# Text block:
________

As per normal, Apple is saying nothing about future plans beyond CEO Tim Cook expressing interest in augmented and virtual reality. But all the signs are there, from the hires to the leaks and more recently, the possibility of a standalone operating system devoted to VR and AR: realityOS.
Some programmers spotted the term in Apple App Store upload logs, posted the code screens to Twitter, and then 9to5Mac picked up on it. The references have since been scrubbed from the code, which gives even more credence to the notion that it was a slip-up on Apple's part (or maybe one of their partners).
If realityOS is real, it's another indication that Apple is moving forward with VR/AR projects which most likely include dedicated hardware.
The introduction of almost every single new Apple product category has led to a bespoke OS. There's:
- macOS for the Mac
- iOS for the iPhone
- watchOS for the Apple Watch
- iPadOS for the iPad
- tvOS for Apple TV
Naturally, an Apple MR (mixed reality) headset would get its own platform as well.

________

# Task set:
A - Write out the passage on Apple's realityOS word for word, from "Some programmers spotted" to "platform as well.", inclusive.
B - According to the realityOS passage, where did some programmers spot the term?
C - Continue the realityOS passage from the point where it ends.

Spatial annotation records:
________

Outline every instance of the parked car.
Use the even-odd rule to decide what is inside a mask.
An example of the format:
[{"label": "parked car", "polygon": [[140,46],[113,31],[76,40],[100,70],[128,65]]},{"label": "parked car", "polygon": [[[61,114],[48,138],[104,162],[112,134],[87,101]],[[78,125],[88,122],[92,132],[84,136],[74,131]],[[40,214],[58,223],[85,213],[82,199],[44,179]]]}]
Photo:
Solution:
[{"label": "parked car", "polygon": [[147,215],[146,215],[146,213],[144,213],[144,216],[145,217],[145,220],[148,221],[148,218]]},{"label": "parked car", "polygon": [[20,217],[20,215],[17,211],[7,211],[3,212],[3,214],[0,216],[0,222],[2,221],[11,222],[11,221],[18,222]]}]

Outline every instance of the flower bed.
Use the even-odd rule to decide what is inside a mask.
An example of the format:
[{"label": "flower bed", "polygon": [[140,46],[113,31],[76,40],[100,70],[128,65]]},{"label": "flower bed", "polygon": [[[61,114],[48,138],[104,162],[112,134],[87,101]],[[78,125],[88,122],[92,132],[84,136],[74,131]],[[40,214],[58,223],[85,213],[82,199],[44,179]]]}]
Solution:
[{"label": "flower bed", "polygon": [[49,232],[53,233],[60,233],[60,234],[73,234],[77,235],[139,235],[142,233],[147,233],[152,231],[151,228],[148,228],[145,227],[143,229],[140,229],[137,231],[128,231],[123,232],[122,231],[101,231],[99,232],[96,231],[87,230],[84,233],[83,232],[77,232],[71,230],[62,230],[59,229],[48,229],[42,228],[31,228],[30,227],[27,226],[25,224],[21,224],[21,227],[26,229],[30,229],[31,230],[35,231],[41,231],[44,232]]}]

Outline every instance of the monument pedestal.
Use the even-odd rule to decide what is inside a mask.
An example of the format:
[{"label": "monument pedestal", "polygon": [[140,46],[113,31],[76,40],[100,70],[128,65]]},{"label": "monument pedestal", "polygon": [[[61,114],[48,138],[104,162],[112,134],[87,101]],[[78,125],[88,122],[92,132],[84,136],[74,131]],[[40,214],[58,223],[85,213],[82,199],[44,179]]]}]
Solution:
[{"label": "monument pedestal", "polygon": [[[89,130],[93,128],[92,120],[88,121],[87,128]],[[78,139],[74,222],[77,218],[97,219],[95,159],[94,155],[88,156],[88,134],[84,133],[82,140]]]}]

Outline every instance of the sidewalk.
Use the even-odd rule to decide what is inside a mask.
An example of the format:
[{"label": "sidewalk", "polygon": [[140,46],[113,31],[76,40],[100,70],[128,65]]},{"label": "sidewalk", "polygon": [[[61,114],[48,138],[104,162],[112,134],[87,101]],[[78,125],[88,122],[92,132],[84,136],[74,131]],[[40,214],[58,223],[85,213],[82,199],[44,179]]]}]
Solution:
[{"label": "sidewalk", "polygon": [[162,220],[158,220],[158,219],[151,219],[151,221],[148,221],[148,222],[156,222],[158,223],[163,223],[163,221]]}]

________

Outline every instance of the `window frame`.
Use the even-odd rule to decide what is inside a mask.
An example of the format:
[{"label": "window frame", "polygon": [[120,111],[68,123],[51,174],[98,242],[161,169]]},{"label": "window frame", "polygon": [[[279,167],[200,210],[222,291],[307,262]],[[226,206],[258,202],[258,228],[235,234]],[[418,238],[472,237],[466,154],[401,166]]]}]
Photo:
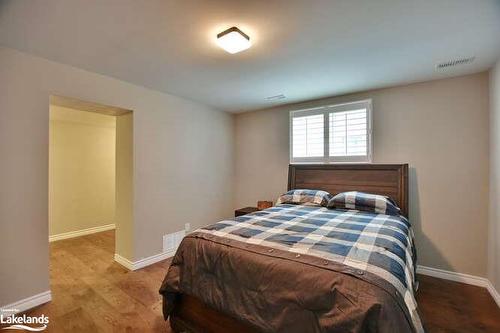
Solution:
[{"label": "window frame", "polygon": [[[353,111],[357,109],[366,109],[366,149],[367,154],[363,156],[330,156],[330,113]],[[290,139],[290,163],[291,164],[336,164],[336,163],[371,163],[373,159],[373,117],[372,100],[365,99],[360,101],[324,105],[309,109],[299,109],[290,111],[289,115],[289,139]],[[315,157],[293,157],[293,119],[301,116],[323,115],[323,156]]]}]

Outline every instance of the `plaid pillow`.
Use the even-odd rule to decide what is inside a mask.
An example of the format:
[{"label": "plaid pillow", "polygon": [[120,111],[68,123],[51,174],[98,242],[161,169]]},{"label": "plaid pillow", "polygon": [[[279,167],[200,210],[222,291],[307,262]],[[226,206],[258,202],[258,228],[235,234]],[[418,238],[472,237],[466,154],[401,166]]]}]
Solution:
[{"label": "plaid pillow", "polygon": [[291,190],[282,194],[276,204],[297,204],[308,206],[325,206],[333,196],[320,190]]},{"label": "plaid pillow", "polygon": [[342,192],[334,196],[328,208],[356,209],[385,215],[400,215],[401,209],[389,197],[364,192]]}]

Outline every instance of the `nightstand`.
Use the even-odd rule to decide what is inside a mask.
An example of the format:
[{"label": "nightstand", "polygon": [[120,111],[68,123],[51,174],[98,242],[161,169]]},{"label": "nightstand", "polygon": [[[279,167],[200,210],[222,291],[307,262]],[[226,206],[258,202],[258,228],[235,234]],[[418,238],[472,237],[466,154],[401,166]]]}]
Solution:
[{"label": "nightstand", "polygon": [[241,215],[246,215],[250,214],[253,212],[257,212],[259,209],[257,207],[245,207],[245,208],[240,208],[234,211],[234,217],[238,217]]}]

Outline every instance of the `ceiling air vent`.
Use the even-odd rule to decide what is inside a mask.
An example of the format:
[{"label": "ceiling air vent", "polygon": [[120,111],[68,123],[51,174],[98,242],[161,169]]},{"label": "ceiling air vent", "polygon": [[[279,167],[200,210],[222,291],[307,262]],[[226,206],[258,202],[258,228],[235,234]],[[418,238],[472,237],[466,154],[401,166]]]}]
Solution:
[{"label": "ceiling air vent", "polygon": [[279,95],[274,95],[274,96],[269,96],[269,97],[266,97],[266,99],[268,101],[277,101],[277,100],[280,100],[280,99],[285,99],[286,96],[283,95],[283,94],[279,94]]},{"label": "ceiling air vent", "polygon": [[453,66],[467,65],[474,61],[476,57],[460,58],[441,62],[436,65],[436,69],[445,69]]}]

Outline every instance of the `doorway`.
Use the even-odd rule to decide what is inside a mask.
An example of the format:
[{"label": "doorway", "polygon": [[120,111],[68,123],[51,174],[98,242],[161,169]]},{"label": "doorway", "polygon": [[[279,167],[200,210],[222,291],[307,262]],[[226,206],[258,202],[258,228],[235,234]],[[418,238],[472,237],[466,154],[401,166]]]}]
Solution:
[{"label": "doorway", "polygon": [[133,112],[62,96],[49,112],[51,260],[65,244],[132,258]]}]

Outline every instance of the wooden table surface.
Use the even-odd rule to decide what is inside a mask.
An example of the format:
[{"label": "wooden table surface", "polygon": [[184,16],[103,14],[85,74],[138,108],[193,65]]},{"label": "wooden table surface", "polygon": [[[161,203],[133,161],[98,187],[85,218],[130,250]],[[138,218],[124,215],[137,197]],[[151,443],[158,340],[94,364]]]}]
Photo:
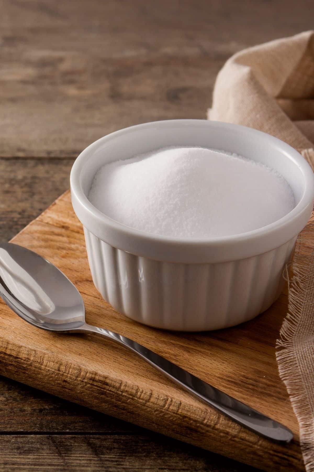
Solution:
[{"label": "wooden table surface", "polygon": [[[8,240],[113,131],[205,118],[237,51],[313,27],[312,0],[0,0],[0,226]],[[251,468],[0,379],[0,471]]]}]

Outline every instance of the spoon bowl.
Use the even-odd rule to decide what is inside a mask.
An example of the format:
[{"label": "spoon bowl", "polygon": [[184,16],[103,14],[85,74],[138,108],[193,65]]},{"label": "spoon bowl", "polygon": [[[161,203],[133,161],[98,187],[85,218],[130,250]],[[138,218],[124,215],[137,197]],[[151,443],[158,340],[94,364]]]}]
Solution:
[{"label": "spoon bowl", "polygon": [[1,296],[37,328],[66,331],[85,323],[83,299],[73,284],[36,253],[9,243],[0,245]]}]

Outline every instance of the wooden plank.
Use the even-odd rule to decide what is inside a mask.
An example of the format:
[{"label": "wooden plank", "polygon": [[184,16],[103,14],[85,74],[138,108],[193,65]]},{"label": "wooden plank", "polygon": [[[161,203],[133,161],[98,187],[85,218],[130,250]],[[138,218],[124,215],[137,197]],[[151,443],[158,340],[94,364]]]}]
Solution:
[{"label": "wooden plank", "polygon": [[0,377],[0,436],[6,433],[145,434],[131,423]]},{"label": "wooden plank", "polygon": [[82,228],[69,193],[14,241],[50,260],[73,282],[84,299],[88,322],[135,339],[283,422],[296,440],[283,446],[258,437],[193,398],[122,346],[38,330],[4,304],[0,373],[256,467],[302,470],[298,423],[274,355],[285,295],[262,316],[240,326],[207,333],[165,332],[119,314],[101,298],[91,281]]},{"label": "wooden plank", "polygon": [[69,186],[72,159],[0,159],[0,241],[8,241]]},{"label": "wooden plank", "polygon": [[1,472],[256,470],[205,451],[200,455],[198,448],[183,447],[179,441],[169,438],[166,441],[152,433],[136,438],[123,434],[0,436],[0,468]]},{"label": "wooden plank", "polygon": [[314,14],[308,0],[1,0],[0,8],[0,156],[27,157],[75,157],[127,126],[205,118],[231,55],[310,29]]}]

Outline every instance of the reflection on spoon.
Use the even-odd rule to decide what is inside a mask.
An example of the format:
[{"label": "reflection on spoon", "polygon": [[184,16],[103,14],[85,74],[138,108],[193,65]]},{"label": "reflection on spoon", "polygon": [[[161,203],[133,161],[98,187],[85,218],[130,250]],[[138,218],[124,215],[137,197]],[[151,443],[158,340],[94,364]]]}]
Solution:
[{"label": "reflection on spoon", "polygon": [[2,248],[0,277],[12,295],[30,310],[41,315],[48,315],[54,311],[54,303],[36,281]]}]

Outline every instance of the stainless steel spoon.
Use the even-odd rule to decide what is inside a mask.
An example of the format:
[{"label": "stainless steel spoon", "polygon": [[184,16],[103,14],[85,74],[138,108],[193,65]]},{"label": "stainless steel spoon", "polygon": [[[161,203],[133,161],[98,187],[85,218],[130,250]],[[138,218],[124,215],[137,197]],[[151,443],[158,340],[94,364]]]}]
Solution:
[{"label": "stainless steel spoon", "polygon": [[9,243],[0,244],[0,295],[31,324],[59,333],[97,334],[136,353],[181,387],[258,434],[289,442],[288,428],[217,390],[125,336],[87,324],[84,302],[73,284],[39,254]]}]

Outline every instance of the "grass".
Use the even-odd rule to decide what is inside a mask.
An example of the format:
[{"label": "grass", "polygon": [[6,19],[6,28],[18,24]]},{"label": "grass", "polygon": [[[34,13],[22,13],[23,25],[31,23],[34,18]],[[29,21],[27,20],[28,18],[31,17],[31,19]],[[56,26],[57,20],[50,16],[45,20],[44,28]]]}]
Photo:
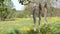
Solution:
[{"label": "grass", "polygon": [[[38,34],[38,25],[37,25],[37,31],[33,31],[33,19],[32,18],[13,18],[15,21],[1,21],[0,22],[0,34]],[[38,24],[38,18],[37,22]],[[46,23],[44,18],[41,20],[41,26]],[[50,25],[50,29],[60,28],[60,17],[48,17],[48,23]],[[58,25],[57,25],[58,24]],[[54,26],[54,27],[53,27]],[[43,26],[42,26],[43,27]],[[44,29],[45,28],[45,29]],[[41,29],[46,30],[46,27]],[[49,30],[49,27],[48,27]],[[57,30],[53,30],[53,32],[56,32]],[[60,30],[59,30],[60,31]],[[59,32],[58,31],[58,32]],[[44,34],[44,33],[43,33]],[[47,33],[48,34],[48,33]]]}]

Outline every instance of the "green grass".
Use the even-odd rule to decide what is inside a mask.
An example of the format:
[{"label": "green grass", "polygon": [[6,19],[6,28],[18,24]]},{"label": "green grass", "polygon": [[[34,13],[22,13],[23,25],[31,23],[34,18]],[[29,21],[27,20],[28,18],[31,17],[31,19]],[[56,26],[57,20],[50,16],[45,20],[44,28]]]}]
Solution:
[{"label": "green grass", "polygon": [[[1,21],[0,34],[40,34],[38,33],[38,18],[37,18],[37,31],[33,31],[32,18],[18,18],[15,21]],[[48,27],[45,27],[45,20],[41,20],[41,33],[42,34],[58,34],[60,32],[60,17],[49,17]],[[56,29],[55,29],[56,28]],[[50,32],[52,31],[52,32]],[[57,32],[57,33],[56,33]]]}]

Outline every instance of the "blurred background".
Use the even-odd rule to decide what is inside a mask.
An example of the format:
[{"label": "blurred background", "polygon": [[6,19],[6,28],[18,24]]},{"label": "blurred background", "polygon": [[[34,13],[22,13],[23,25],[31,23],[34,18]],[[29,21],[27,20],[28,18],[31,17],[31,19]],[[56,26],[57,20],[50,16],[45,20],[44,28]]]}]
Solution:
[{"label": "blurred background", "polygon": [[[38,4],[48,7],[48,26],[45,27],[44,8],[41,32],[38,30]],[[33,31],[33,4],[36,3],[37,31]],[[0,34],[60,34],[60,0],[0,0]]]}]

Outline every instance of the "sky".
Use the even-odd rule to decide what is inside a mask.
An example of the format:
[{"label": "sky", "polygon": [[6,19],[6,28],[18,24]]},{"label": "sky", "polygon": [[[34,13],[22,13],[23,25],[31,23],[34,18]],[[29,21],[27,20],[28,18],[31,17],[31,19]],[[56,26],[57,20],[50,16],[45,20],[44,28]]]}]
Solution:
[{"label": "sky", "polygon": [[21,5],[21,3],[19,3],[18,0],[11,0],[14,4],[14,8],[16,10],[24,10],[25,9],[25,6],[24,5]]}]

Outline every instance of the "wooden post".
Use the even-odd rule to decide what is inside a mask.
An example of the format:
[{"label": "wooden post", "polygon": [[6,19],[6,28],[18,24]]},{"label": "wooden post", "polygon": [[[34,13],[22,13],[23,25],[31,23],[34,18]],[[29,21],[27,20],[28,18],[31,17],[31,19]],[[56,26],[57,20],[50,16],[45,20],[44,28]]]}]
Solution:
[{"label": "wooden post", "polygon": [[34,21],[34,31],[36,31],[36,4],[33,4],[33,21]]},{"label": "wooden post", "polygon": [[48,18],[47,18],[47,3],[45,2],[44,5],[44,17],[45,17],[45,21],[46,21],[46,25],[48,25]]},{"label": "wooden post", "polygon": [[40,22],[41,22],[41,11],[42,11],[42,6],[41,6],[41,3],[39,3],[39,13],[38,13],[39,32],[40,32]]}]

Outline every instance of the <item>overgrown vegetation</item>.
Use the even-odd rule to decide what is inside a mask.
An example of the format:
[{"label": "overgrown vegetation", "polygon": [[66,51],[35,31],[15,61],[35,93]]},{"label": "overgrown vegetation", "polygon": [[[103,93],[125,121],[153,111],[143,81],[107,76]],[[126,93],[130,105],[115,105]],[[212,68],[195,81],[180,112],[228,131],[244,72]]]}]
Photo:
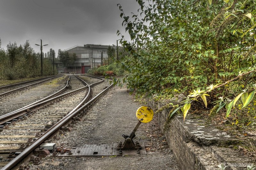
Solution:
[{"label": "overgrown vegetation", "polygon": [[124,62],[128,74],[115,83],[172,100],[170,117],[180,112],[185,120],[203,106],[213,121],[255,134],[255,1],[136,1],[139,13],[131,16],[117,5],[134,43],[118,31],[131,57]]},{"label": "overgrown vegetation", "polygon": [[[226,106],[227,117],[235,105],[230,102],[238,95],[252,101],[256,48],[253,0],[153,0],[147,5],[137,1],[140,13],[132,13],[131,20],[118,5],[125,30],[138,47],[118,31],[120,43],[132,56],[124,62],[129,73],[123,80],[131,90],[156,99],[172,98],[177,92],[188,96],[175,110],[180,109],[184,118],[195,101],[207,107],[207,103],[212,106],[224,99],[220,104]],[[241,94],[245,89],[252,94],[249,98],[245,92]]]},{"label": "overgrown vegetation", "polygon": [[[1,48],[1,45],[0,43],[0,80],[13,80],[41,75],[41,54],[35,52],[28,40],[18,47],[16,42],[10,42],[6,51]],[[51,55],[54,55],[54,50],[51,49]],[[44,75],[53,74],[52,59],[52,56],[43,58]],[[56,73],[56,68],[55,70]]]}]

________

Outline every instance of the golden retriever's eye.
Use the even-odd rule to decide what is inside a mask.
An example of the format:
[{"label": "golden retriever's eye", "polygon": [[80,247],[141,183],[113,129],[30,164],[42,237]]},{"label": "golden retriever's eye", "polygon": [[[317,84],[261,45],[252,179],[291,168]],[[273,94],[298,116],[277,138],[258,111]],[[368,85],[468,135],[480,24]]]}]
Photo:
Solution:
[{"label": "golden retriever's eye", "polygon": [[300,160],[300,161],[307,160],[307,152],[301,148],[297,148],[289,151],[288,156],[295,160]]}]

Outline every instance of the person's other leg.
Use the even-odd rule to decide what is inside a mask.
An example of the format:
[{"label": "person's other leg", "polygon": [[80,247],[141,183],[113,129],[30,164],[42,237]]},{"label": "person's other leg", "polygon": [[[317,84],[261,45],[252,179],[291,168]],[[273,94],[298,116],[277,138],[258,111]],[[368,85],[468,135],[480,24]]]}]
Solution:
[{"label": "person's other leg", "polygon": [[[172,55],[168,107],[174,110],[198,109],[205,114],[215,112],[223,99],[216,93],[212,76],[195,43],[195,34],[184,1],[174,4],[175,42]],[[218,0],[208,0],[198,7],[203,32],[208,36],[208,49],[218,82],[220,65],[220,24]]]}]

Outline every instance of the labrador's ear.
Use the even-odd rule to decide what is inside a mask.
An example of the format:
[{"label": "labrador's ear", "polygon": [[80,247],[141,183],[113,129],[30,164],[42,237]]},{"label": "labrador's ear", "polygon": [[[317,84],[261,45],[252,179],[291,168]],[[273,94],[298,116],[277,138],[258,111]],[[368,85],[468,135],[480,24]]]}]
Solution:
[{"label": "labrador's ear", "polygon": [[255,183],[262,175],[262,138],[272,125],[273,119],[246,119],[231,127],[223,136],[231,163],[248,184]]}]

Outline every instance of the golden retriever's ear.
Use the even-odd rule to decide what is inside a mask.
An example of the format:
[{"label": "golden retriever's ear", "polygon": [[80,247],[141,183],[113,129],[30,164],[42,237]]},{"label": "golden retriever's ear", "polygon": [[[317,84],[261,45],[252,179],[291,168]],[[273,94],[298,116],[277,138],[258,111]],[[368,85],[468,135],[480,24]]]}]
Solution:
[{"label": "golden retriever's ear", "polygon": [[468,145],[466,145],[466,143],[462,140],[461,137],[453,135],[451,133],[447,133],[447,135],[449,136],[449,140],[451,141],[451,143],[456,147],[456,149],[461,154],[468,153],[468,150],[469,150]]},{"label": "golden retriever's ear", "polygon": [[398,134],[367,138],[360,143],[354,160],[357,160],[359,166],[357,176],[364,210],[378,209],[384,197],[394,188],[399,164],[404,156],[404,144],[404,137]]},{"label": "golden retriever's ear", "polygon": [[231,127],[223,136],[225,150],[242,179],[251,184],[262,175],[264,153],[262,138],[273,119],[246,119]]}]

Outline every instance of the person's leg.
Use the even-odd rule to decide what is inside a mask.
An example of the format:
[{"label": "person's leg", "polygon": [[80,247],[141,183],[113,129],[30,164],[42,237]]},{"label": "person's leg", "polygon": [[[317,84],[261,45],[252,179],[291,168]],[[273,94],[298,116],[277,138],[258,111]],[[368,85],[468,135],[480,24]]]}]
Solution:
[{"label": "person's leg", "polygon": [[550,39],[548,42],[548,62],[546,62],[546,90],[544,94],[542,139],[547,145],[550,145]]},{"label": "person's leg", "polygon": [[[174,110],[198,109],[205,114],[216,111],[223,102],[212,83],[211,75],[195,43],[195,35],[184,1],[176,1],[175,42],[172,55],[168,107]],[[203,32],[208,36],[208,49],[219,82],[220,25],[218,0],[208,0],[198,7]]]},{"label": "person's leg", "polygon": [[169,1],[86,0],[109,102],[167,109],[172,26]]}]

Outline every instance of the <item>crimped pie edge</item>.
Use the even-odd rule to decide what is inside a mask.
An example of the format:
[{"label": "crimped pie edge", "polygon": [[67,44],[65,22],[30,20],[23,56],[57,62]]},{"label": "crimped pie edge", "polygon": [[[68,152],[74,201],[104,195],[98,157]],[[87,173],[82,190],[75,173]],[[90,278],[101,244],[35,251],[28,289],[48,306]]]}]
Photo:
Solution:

________

# Expected responses:
A -
Some programmers spotted the term in Apple App Store upload logs, posted the code screens to Twitter, and then 9to5Mac picked up on it. The references have since been scrubbed from the code, which gives even more credence to the notion that it was a slip-up on Apple's part (or maybe one of their partners).
If realityOS is real, it's another indication that Apple is moving forward with VR/AR projects which most likely include dedicated hardware.
The introduction of almost every single new Apple product category has led to a bespoke OS. There's:
- macOS for the Mac
- iOS for the iPhone
- watchOS for the Apple Watch
- iPadOS for the iPad
- tvOS for Apple TV
Naturally, an Apple MR (mixed reality) headset would get its own platform as well.

B - In Apple App Store upload logs.

C -
There's also been some conjecture that the realityOS, if it exists, would be based on iOS. It's a safe assumption since the headgear will need a power-sipping, mobile-friendly platform, one that splits the difference between the touch-friendly interface of the iPhone and the mostly-hands-off approach for watchOS.
If realityOS is built on iOS, though, Apple will have to decide between using its current A-series mobile CPUs found in the iPhone (A15 Bionic) or one of the new M-series chips it's adding to its desktops and laptops.
Whichever processor it uses, we imagine realityOS will respond to a combination of head movements, eye-tracking (for intention), and touch sensitivity on the headset itself.
It's also possible that the early headgear might not have an incredibly lightweight OS, since it could draw most of its computing power from a wirelessly connected iPhone.
Analysis: When could we see Apple's MR headset?
Rumors are currently split between us seeing Apple's first attempts at AR/VR headgear by WWDC 2022 and the technology slipping into 2023. This being a completely new category for Apple, we're certain they won't show us anything until it's both eye-popping and ready to demonstrate live at least to an online virtual audience.
And there is no real rush here. We're in the early days of the VR and AR revolution. The Metaverse is a crazy dream that Apple is happy to sit back and watch as competition and competitors chase it like so many lemmings running to a cliff.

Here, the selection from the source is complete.